Under contract law, promissory estoppel is a legal theory a plaintiff asserts in court to recover damages or specific performance on a promise made by the opposing party, which the plaintiff relied upon without providing consideration (something of value). The plaintiff stops the defendant from reneging on a promise by asserting promissory estoppel, although a contract does not exist.

Promissory Estoppel Elements

What elements are required for the promissory? The elements of a promissory estoppel lawsuit are:

  1. a promise clear and unambiguous in its terms;
  2. reliance by the party to whom the promise is made;
  3. the reliance must be both reasonable and foreseeable; and
  4. the party asserting the estoppel must be injured by his or her reliance [aka: detrimental reliance].

Granadino v. Wells Fargo Bank, N.A. (2015), 236 Cal. App. 4th 411.

■ **TASKS TO COMPLETE**:
1. List every element of a promissory estoppel lawsuit that the promissory estoppel text gives.
2. Answer these from the promissory estoppel text:
(a) What two things may a plaintiff recover by asserting promissory estoppel?
(b) What other name does the text give for injury caused by one's reliance?
(c) Which court case is cited at the end?
The data that comes after this text has nothing to do with it.

■ **DATA SHOWN**:

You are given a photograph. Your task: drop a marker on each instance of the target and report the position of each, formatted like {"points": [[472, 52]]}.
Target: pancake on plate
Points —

■ **RESPONSE LIST**:
1.
1. A promise clear and unambiguous in its terms
2. Reliance by the party to whom the promise is made
3. The reliance must be both reasonable and foreseeable
4. The party asserting the estoppel must be injured by his or her reliance (detrimental reliance)

2.
(a) Damages or specific performance
(b) Detrimental reliance
(c) Granadino v. Wells Fargo Bank, N.A. (2015), 236 Cal. App. 4th 411